◆ **What you need to do**: Please find the lines in the following records that hold "high", and copy them.

(Segmentation mask data)

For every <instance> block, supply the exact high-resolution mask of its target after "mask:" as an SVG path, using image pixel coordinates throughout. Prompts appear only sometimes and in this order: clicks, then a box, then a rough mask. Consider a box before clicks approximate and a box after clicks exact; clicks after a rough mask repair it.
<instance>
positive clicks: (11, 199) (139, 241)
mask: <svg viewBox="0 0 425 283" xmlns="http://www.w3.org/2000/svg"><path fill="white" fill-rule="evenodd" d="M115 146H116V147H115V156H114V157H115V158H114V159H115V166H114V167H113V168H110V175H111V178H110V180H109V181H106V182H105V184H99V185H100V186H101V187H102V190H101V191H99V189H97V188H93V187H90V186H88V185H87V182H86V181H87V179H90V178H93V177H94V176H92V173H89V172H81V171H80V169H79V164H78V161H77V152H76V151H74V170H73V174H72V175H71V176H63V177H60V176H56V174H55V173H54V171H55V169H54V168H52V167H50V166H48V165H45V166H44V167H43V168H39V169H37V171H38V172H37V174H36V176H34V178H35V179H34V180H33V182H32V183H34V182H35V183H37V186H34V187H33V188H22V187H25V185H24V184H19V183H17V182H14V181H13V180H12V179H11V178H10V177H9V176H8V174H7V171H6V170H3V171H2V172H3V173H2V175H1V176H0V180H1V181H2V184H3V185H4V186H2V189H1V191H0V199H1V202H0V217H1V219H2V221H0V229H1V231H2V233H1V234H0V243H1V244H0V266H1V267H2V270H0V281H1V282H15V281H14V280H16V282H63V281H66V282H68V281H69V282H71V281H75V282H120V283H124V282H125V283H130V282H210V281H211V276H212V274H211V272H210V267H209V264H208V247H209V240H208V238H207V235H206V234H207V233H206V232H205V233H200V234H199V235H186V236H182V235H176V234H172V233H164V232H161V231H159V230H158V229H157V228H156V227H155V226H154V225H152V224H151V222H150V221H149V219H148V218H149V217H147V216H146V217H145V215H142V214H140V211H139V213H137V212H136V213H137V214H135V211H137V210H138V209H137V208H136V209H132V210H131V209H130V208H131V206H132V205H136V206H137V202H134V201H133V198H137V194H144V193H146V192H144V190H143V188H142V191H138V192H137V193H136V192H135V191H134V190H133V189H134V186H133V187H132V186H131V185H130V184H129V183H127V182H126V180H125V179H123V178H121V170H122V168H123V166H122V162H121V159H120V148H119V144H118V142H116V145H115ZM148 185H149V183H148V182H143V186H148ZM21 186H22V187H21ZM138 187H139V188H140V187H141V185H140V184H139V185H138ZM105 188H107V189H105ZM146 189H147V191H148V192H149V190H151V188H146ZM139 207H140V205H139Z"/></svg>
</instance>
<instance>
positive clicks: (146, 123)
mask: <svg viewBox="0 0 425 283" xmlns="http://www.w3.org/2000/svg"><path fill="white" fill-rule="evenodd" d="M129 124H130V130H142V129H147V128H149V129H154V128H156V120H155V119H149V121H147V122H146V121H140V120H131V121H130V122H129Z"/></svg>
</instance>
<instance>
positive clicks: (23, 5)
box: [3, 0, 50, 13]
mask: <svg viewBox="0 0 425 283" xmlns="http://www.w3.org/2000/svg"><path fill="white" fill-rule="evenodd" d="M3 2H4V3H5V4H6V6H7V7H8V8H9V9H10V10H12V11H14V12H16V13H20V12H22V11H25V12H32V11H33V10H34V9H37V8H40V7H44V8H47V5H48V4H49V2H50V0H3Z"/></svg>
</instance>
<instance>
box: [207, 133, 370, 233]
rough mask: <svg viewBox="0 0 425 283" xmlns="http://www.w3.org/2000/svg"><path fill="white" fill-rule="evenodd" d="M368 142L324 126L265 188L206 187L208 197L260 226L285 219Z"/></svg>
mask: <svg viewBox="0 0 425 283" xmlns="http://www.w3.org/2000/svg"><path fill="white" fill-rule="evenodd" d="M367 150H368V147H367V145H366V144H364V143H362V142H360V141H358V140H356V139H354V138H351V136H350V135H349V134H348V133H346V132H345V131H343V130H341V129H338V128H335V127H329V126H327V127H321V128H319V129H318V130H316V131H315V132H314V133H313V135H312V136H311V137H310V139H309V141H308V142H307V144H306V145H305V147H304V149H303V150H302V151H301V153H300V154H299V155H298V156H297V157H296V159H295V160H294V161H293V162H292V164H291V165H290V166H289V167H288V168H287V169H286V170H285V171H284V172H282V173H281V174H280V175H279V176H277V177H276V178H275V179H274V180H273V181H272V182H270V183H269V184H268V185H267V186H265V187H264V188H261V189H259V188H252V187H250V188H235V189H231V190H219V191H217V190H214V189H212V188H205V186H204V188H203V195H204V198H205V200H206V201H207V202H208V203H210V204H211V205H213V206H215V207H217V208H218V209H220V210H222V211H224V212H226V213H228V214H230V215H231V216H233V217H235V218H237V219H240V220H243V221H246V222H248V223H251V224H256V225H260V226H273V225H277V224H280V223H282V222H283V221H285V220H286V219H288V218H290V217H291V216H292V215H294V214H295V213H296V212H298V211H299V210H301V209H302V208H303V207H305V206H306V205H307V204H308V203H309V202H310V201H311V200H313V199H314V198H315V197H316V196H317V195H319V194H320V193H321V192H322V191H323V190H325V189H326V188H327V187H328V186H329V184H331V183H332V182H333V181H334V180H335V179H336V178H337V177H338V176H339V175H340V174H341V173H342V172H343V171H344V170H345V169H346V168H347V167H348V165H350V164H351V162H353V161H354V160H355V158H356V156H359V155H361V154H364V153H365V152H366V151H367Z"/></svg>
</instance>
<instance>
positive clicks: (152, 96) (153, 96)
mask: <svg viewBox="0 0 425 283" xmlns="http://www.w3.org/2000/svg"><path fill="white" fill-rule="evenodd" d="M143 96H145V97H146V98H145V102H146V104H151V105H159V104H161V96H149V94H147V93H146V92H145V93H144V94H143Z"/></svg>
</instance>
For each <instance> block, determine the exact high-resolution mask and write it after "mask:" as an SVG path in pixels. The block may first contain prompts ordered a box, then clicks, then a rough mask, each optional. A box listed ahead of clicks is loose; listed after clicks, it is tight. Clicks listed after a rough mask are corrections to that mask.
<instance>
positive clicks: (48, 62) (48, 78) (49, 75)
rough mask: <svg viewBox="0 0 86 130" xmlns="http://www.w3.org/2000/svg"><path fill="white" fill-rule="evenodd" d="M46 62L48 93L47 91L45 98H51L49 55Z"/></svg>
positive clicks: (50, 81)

◆ **Exercise response**:
For every <instance> block, supply the exact high-resolution mask of its target after "mask:" as an SVG path, using image pixel coordinates throughout. Prompts appear only sometimes and in this order: clicks, then a box, then a rough mask. Consider a box before clicks approximate and a box after clicks exact; clicks after a rough mask repair it.
For each <instance> block, determine the exact high-resolution mask and write it after "mask:" as an SVG path in pixels. The block may first contain prompts ordered a box, then clicks, then a rough mask, each optional. A box listed ahead of clicks is loose; listed after clicks, it is tight. Clicks listed after a rough mask are corrections to that mask.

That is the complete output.